- WORK ITEM -
Repeat the line that contains "Target: sea" exactly, along with each following line up to and including the last line of the entries.

[Saved data entries]
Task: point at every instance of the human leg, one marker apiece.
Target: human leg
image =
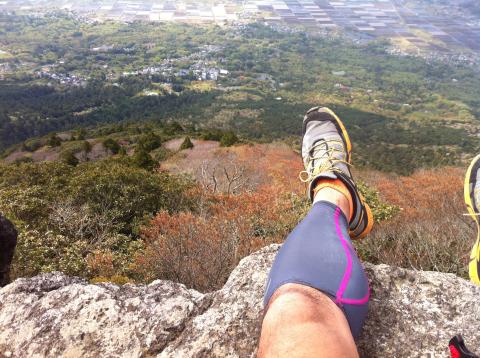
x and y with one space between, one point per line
317 294
472 199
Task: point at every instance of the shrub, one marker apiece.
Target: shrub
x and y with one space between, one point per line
212 135
54 140
172 128
228 139
86 146
111 145
150 141
143 159
430 232
186 144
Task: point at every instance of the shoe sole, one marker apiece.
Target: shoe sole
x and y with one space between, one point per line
348 145
338 123
474 266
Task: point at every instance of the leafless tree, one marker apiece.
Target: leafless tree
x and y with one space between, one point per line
224 175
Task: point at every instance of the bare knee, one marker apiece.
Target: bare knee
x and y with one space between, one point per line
302 321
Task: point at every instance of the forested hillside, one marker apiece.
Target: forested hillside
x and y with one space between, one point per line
60 72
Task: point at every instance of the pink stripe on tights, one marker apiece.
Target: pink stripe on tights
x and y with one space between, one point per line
348 271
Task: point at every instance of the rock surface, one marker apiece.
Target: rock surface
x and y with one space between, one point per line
412 314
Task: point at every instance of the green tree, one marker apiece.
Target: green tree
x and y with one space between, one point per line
54 140
143 159
150 141
187 143
68 157
86 146
82 134
112 145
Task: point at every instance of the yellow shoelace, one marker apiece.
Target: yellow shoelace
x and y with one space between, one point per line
326 159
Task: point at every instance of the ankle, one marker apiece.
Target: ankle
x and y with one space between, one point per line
335 192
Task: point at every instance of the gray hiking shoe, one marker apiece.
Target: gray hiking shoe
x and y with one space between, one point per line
326 153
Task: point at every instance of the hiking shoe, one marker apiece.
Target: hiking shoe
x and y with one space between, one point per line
471 190
326 153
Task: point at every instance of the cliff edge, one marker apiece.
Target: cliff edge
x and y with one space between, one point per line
412 314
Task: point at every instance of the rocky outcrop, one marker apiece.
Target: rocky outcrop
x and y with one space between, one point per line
8 241
412 314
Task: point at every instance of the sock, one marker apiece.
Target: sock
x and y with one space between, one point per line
338 185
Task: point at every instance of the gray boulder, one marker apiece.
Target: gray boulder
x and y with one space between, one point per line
412 314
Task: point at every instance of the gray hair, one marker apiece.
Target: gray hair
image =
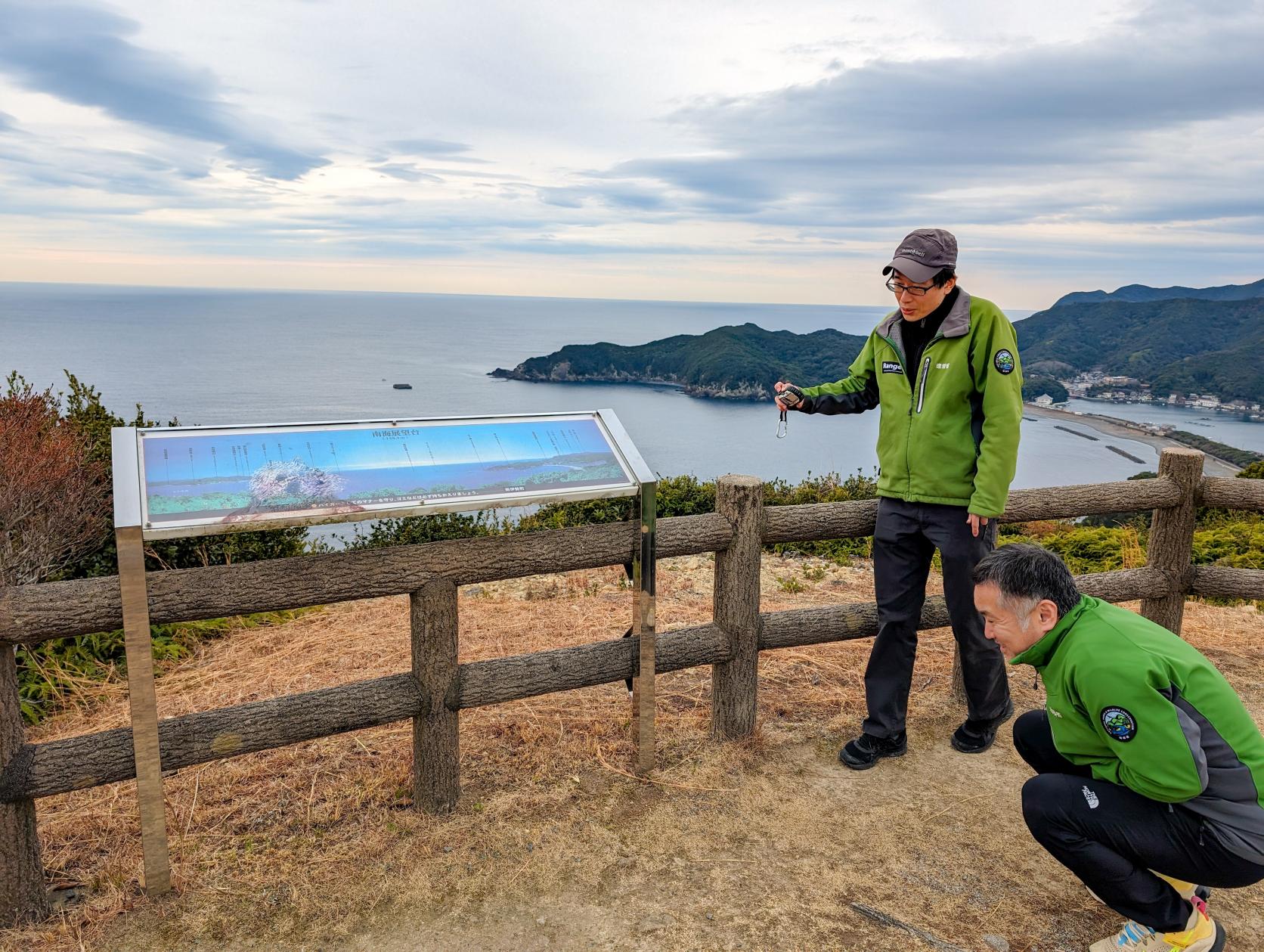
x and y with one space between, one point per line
1029 573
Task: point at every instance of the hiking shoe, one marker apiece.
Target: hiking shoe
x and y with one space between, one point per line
1200 935
977 736
867 750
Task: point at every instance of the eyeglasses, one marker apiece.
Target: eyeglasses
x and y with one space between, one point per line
917 291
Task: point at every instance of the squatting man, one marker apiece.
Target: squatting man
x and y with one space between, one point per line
943 370
1149 779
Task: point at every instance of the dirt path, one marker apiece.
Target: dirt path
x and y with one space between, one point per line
764 845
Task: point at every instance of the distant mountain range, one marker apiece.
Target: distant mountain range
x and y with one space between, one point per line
1140 293
1179 340
727 363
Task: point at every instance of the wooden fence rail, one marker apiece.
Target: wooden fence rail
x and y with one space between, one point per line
438 688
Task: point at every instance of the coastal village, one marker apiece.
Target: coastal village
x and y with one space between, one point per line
1096 385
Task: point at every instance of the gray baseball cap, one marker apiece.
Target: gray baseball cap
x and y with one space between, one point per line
925 253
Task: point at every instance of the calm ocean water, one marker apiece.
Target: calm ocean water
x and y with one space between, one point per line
257 357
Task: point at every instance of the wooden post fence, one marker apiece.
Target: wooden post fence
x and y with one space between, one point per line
1171 544
736 609
436 774
438 687
22 873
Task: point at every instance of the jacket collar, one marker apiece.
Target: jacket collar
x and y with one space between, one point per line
956 323
1043 651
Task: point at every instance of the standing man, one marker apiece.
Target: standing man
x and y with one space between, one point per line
944 371
1149 769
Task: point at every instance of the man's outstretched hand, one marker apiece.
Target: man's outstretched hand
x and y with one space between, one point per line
788 395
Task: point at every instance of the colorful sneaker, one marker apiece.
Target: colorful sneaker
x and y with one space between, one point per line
1200 935
867 750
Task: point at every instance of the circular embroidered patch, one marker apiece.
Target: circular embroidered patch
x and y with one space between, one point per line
1119 724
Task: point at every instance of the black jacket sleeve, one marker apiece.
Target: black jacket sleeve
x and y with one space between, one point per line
831 404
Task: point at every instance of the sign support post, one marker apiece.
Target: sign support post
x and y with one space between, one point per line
141 662
181 482
643 628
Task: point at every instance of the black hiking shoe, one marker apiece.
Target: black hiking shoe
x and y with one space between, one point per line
977 736
867 750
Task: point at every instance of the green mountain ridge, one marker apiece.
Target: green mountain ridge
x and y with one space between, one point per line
728 363
1176 344
1140 293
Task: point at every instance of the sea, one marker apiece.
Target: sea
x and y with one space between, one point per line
229 357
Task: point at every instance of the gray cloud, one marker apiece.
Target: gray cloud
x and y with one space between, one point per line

- PROBLEM SOLUTION -
Target: sea
x and y with one space between, one point per line
229 357
Task: point at every instance of the gray cloud, one marker apiece.
Target: gray cloud
x and y with one space between, one point per line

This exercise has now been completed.